The records below:
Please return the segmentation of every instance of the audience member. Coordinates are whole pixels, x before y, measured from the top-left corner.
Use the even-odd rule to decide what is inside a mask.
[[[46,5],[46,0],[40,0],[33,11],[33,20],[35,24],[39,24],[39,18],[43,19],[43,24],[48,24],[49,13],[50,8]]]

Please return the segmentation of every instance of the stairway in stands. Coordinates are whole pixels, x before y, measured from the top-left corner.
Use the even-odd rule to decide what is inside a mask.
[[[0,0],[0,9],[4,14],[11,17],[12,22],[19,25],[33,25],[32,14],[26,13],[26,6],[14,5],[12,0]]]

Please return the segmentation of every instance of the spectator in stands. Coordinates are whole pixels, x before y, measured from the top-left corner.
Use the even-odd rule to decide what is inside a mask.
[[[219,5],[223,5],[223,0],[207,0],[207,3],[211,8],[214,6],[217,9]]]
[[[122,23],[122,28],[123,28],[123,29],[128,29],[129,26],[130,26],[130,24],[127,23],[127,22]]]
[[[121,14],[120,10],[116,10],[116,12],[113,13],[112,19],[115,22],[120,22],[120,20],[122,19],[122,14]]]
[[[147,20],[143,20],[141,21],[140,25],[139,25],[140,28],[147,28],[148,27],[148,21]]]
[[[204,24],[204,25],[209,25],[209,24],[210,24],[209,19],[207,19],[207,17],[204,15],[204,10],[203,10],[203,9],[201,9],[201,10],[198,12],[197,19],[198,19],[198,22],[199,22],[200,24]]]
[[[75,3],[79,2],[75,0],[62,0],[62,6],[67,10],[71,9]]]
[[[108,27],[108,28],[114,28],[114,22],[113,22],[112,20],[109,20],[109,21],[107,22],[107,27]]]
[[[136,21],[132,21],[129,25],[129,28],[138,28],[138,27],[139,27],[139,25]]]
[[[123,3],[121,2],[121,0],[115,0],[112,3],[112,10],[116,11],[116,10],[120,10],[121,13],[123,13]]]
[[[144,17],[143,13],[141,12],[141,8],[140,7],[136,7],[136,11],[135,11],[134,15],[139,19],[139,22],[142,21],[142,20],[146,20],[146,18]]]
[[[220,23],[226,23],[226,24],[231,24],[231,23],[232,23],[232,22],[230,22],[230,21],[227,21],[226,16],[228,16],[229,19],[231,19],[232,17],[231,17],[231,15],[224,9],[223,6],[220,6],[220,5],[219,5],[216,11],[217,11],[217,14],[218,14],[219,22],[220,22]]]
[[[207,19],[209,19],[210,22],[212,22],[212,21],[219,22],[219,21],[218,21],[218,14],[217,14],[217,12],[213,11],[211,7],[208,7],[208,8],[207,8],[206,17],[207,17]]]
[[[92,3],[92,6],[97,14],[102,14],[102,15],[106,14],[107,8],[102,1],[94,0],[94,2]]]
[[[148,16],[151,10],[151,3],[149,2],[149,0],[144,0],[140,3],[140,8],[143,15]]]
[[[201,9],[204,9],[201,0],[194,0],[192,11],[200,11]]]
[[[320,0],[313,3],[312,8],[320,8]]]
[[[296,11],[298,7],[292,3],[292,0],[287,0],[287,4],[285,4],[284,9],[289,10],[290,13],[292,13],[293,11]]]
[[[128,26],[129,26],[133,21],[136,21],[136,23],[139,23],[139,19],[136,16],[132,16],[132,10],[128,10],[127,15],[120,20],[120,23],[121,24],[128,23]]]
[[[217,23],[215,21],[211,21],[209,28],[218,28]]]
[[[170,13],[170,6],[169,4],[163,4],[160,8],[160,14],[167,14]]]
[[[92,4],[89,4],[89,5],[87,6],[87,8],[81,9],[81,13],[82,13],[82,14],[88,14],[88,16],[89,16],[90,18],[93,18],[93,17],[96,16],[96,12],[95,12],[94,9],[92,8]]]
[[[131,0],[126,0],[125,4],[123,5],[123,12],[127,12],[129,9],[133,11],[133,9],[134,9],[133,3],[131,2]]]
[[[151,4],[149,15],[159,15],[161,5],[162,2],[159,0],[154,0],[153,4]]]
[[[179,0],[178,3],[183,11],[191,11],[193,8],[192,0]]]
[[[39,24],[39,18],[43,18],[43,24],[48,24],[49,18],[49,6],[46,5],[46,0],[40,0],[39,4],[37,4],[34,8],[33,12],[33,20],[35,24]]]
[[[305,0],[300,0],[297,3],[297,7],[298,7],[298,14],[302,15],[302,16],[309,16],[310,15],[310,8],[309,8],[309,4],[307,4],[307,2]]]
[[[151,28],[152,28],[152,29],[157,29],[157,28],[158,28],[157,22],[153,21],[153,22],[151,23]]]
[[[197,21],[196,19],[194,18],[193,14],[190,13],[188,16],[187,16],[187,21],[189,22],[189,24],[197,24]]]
End of The records.
What this task involves:
Reproduce exactly every line that sits between the start of the entries and the line bearing "of the spectator", counting both of those lines.

Response area:
Please return the segmentation of every instance of the audience member. Coordinates are whole pixels, x before y, measured from the top-left corner.
Use the even-odd rule to decide what is inside a mask.
[[[46,5],[46,0],[40,0],[33,11],[33,20],[35,24],[39,24],[39,18],[43,19],[43,24],[48,24],[49,13],[50,8]]]

Please return the segmentation of every instance of the stairway in stands. Coordinates are whole pixels, x before y, measured from the top-left corner.
Use the even-odd rule to decide what is inside a mask.
[[[0,0],[0,9],[4,14],[11,17],[12,22],[19,25],[33,25],[32,14],[26,13],[26,6],[14,5],[12,0]]]

Please return the segmentation of every instance of the spectator in stands. Coordinates are whole pixels, x before y, measured from the top-left corner.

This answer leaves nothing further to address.